• [Prompt]: Transcribe each record below word for word.
START Data supplied
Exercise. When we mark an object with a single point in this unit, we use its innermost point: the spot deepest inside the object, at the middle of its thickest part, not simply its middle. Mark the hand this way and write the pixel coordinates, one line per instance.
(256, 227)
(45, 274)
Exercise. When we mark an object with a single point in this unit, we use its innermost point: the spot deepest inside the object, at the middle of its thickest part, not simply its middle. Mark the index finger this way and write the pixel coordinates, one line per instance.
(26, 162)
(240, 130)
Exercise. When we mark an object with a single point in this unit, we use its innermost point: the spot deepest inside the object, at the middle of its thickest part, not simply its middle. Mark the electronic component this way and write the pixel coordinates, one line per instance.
END Data supplied
• [Response]:
Exercise. When we mark an object with a single point in this unit, we use its innermost point: the spot deepest inside the object, at the middle of its thickest part, not simply its middle. Mark the hand this way and write the pixel coordinates, one line per instance.
(256, 227)
(45, 274)
Exercise. When we mark an object with a single point in this unit, we use its innermost point: the spot deepest inside the object, at the middle of its thickest part, not simply its middle. Mark the index finger this way and write the pixel coordinates, one line per instance.
(26, 162)
(240, 130)
Exercise. When we mark an object with a single point in this unit, we use its innermost point: the spot deepest inside the object, at the middle of its thickest part, not simply its middle. Mark the electronic component this way and write the pixel coordinates, one line per instance.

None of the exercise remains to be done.